**WHAT THE TASK REQUIRES**.
Copy the stretch of the forum thread below from "VCE Stuff >" through "a head start." word for word.

-- Start QUOTED TEXT --

VCE Stuff > VCE Specialist Mathematics
Specialist 1/2 Question Thread!
Bri MT:
--- Quote from: Ruchir on December 07, 2020, 09:10:26 am ---Hello I am in year 11 and I am doing Spesh in the holidays , to get a head start.
I was stuck at this series question in the text book Ex 4E Q12
Find 1−x^2 +x^4 −x^6 +x^8 −···+x^2m ,where m is even.
Also please explain the answer.
Thanks :'(
--- End quote ---
Hey, I haven't done spec so I'm not 100% on how they would expect you to find it but here are some thoughts that may help:
This is an alternating series (it's a series where we see it alternating b/w + and -)
This then leads to thinking, well how do they get that alternation? We can do this by having (-1)^n and then when n is an odd number it will be (-1)^n = -1 but if n is an even number (-1)^2 = 1. (When you apply this double check if you start at positive or negative, sometimes you might do n + 1 rather than n as the power.)
Let's move on from the signs for a moment, we can easily see that we are incrementing the power of x by 2 each time. Since we start at a_0 = 1, we know that the power is starting at 0. We can represent this information using x^2n
Let's put this together:
a_n is the sum of (-1)^n x^2n
we are told that m is even (so that gives us a plus for our last term)
Hope this helps!
Ruchir:
--- Quote from: Bri MT on December 07, 2020, 12:00:28 pm ---Hey, I haven't done spec so I'm not 100% on how they would expect you to find it but here are some thoughts that may help:
This is an alternating series (it's a series where we see it alternating b/w + and -)
This then leads to thinking, well how do they get that alternation? We can do this by having (-1)^n and then when n is an odd number it will be (-1)^n = -1 but if n is an even number (-1)^2 = 1. (When you apply this double check if you start at positive or negative, sometimes you might do n + 1 rather than n as the power.)

-- End QUOTED TEXT --
-- Start RECORDED INFORMATION --

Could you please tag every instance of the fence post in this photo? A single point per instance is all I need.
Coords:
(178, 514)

-- End RECORDED INFORMATION --

**FINAL RESULT**.
VCE Stuff > VCE Specialist Mathematics
Specialist 1/2 Question Thread!
Bri MT:
--- Quote from: Ruchir on December 07, 2020, 09:10:26 am ---Hello I am in year 11 and I am doing Spesh in the holidays , to get a head start.